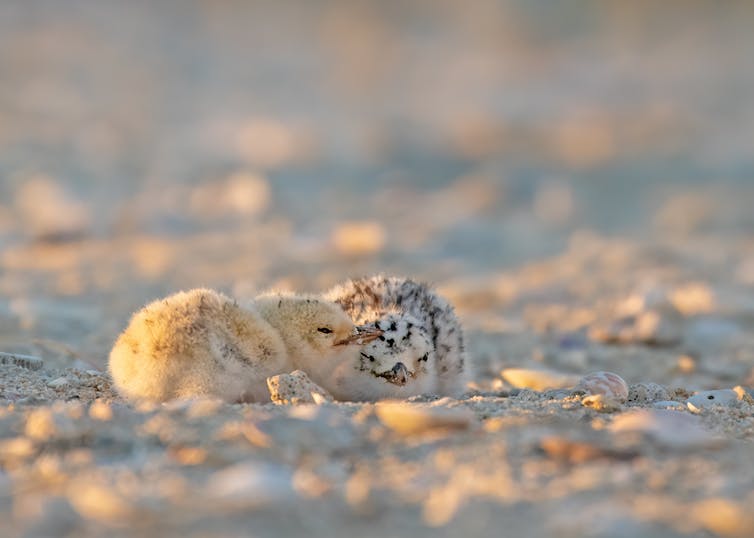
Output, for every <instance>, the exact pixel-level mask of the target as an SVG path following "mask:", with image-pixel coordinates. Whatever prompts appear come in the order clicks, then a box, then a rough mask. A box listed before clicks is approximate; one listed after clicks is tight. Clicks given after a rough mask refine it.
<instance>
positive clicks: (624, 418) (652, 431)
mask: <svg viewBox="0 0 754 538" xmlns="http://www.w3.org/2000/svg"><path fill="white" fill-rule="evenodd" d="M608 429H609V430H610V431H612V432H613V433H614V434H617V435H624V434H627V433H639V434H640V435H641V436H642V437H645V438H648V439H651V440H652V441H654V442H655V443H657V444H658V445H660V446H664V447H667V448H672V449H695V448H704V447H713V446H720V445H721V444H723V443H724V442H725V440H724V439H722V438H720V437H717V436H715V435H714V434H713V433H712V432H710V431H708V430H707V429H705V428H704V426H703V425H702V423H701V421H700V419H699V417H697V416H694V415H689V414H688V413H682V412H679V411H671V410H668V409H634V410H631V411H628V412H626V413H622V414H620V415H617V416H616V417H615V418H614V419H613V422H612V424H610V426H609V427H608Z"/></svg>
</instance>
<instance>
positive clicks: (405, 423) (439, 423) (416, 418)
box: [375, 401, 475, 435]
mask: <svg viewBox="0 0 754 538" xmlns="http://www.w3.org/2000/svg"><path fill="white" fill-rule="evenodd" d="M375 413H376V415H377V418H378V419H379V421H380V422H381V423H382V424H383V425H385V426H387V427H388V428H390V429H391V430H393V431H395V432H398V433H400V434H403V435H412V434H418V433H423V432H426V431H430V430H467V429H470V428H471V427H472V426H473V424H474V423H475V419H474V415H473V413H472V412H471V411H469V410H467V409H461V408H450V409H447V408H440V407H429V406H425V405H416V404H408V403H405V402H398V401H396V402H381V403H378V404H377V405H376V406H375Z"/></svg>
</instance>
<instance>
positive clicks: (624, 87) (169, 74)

============================================================

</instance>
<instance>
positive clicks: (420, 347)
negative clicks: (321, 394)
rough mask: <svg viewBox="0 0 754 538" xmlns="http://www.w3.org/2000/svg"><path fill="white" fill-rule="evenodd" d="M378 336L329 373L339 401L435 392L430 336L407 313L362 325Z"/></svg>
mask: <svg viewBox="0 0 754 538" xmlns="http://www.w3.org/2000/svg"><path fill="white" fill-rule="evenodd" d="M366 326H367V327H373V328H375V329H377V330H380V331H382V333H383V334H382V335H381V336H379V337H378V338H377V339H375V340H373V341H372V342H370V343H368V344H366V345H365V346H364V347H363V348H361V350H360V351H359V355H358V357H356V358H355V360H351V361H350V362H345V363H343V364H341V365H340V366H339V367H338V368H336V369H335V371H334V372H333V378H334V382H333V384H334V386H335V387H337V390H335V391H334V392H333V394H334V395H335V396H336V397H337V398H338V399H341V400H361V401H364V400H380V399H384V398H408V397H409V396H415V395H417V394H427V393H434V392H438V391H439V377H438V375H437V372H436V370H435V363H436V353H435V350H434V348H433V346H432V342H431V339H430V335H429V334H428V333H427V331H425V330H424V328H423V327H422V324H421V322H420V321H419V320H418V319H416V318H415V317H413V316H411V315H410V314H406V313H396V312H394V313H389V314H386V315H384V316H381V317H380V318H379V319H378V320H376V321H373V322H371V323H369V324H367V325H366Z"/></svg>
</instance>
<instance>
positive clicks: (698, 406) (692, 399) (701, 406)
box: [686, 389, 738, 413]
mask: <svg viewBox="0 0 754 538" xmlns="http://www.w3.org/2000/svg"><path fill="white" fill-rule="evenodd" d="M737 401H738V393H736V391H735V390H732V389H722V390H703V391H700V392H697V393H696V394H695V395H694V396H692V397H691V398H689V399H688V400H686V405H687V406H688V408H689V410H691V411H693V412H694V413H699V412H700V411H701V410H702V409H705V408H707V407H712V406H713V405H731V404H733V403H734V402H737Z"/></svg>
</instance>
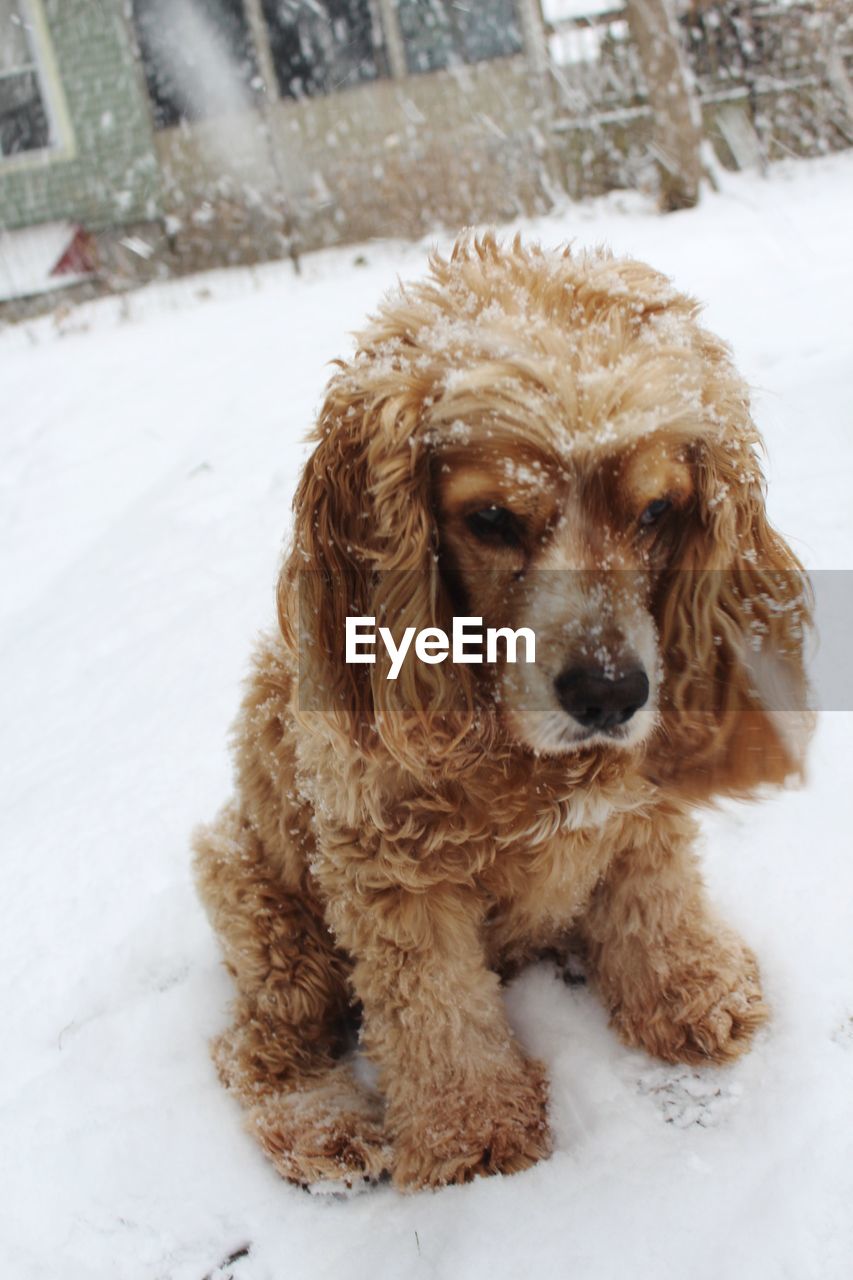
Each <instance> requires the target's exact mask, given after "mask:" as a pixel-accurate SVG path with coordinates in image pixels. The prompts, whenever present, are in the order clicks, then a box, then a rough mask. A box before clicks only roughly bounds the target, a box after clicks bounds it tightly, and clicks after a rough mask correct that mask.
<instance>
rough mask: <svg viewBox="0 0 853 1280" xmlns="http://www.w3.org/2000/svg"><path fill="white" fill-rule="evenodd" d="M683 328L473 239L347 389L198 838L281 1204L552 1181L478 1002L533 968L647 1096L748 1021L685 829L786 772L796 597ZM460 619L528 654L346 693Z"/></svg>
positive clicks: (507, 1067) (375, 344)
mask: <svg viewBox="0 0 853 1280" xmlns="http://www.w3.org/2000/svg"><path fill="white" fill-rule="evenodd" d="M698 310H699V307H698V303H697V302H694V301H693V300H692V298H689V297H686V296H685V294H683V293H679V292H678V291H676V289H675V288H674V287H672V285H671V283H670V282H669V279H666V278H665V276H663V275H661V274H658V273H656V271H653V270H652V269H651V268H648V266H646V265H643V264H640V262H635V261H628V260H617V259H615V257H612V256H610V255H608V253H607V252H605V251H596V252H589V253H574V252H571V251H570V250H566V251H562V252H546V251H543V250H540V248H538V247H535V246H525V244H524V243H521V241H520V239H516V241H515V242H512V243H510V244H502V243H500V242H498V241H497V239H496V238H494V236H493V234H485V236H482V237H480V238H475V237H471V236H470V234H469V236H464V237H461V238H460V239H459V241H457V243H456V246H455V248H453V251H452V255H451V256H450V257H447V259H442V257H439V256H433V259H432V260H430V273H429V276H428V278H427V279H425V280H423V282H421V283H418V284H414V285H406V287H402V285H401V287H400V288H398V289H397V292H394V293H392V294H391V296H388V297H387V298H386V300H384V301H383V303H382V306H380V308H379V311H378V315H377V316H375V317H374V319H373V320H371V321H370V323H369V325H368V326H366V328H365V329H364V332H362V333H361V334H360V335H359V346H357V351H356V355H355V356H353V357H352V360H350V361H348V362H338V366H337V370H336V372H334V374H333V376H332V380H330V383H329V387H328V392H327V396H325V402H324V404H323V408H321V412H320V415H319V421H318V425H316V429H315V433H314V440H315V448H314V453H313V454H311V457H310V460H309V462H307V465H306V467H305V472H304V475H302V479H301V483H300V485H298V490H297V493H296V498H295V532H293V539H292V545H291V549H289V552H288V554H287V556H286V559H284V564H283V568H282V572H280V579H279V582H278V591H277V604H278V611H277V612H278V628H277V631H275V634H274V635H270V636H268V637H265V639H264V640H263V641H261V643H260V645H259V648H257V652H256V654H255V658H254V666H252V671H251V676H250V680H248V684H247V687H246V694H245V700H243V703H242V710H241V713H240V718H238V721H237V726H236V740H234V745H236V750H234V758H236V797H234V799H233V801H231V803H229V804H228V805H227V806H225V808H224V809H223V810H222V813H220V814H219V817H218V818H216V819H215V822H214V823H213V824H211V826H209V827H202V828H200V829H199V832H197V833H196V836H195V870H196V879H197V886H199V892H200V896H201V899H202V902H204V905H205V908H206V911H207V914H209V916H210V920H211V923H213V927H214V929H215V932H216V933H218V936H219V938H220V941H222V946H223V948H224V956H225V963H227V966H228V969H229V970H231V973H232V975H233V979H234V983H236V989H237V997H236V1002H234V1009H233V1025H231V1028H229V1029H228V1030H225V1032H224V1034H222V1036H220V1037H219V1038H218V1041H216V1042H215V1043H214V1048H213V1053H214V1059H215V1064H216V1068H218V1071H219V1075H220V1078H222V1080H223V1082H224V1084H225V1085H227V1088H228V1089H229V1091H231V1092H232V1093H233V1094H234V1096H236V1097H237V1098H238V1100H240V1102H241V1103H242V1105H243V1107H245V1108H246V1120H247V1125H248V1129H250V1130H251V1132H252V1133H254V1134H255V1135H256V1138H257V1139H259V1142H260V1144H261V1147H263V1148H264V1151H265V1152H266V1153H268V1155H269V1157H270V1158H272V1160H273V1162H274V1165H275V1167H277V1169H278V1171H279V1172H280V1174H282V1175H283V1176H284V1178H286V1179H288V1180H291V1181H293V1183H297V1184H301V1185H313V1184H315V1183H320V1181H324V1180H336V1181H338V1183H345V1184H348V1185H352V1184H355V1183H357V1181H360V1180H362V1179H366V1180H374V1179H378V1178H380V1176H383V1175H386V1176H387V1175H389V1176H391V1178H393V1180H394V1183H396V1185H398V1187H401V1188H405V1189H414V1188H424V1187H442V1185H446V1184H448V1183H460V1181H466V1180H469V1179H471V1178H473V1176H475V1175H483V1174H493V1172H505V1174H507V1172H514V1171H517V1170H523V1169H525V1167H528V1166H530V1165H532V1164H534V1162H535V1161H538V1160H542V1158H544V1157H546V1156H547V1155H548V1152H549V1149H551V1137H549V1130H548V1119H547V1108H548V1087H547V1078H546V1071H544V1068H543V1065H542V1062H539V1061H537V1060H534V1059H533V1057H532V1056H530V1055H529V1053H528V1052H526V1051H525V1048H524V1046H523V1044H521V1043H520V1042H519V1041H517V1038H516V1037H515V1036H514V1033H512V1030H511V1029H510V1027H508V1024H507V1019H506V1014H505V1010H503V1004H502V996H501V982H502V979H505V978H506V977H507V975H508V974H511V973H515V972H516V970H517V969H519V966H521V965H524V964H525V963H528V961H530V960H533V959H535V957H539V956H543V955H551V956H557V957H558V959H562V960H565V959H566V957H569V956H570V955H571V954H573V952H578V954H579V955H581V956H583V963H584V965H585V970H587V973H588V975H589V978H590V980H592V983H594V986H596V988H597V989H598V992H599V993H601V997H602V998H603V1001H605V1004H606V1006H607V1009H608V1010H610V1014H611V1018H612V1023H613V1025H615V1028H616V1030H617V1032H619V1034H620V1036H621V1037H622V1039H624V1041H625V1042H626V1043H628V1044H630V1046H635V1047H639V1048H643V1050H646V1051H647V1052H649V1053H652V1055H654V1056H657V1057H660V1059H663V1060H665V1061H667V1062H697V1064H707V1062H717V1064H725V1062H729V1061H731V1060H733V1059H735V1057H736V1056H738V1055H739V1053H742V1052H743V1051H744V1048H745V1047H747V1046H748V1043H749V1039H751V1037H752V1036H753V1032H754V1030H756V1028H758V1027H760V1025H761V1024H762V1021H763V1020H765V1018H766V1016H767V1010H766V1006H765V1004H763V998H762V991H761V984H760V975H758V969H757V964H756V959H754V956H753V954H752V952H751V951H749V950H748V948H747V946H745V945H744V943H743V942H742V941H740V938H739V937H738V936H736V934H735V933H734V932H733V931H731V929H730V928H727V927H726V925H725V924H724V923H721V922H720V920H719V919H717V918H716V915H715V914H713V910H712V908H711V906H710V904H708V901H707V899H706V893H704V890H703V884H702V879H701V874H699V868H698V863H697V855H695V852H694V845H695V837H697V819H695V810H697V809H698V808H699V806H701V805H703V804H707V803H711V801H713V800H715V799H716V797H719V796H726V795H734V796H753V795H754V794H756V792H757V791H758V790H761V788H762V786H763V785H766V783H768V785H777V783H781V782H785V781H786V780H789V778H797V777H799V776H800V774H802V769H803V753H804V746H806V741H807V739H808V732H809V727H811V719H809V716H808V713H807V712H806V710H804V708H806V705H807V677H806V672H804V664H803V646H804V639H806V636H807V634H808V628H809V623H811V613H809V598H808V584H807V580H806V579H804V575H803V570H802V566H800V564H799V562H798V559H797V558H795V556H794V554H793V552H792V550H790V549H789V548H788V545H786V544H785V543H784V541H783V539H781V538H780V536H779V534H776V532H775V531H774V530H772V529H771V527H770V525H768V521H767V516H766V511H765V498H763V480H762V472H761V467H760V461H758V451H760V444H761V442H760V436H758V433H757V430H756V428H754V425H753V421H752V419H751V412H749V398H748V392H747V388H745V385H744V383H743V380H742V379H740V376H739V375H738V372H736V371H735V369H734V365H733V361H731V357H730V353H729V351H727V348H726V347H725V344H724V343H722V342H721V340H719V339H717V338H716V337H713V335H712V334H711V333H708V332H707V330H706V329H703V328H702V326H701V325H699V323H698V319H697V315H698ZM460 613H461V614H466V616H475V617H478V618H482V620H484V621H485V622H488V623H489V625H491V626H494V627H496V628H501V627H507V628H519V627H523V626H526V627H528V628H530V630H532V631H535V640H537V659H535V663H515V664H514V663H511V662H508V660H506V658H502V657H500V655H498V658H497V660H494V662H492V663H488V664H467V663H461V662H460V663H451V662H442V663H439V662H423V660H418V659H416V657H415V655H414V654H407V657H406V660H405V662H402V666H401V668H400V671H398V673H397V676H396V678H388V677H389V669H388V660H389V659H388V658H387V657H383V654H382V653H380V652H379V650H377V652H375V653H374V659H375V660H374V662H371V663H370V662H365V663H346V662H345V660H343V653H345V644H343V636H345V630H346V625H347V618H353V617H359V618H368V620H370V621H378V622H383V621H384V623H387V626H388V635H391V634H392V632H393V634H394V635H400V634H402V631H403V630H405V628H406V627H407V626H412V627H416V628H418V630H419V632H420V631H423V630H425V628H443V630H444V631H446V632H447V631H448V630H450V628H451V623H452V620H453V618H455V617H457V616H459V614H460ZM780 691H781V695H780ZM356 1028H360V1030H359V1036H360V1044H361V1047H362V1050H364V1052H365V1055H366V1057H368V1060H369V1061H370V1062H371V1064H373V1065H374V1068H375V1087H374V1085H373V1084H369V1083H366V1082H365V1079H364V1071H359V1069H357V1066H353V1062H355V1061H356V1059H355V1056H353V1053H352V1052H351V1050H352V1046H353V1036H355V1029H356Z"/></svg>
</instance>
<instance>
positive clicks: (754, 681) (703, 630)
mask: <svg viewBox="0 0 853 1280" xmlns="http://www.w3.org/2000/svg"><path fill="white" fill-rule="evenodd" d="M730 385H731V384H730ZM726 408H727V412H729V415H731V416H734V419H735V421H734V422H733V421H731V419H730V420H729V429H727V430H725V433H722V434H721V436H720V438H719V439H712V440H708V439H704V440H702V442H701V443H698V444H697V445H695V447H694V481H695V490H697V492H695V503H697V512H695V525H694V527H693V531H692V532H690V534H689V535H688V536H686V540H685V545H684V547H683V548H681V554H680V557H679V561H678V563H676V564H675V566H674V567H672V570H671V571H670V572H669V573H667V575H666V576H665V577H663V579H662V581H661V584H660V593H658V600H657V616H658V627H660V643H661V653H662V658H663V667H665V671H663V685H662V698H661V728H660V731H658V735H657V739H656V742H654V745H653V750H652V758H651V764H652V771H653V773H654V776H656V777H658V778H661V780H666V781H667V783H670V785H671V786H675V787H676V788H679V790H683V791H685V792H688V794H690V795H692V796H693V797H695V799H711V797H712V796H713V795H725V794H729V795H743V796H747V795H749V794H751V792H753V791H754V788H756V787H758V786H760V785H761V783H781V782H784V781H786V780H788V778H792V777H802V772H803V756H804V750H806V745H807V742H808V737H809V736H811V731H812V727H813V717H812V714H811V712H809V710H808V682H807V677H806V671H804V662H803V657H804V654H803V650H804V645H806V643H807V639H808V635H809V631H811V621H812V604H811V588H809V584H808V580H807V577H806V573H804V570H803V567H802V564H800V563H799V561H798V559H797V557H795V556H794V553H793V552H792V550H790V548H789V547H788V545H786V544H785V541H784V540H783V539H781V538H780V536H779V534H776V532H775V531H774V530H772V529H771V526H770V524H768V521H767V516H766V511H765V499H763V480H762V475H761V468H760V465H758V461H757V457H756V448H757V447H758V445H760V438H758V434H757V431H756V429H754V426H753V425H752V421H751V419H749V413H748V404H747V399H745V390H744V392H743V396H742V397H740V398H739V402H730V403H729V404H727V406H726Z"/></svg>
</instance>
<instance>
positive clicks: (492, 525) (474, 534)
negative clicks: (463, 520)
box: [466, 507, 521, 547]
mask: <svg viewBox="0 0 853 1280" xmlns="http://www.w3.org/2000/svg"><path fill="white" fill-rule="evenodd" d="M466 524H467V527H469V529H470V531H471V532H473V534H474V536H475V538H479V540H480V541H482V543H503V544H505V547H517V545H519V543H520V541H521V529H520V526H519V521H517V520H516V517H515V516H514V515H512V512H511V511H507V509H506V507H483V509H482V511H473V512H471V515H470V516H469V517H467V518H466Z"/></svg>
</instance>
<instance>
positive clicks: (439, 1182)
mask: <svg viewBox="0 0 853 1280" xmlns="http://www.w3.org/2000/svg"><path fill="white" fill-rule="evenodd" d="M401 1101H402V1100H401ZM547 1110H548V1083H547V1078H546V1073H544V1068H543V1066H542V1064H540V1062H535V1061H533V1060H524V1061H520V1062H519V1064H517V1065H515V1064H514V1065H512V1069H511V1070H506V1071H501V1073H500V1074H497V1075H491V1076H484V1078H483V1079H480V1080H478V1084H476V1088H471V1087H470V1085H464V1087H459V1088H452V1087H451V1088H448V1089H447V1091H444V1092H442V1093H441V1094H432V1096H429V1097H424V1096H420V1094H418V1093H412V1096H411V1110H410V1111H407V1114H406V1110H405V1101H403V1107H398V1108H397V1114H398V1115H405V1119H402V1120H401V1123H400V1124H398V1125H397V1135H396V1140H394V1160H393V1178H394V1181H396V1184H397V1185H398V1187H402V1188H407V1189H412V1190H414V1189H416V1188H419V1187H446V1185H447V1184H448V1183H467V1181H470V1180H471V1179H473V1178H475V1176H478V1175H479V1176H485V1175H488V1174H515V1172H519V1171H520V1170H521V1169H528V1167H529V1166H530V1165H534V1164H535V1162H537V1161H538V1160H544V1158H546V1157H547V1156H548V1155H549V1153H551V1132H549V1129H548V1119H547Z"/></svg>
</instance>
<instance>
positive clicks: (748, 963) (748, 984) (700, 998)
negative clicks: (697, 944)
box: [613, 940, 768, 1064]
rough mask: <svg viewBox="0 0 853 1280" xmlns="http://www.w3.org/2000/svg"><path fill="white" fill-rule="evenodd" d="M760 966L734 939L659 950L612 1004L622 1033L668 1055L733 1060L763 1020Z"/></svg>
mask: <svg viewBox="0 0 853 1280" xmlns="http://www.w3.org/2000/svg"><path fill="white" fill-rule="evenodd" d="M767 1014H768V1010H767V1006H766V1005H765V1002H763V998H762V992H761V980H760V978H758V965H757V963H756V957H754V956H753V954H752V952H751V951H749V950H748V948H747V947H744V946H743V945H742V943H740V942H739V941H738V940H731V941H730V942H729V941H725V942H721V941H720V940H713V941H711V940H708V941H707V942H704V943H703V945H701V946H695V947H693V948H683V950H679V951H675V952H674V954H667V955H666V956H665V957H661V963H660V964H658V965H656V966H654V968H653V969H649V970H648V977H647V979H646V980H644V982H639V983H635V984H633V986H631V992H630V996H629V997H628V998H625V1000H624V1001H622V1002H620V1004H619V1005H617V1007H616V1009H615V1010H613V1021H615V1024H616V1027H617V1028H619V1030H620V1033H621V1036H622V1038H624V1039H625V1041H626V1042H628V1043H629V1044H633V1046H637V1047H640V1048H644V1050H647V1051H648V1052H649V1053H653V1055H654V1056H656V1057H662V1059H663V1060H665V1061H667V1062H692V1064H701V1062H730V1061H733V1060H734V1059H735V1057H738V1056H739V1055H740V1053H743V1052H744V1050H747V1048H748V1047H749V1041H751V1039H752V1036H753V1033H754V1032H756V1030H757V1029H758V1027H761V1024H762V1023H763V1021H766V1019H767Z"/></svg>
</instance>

============================================================

Render everything in the listing above, from the line containing "Output, for every" down to the line containing "positive clicks: (624, 418) (652, 431)" with both ends included, as a Markdown table with the columns Row and Line. Put the row number under Row and the line under Line, and leave out blank lines.

| Row | Line |
|---|---|
| 1 | Output, for every <instance>, the exact pixel-level mask of the target as an SVG path following "mask:", with image-pixel coordinates. Whatever prompts appear come in the order clicks, then a box, then a rough mask. A box listed before clicks is approximate; one listed after clicks is tight. Clicks given after a rough mask refine it. |
| 2 | <instance> |
| 3 | positive clicks: (624, 418) (652, 431) |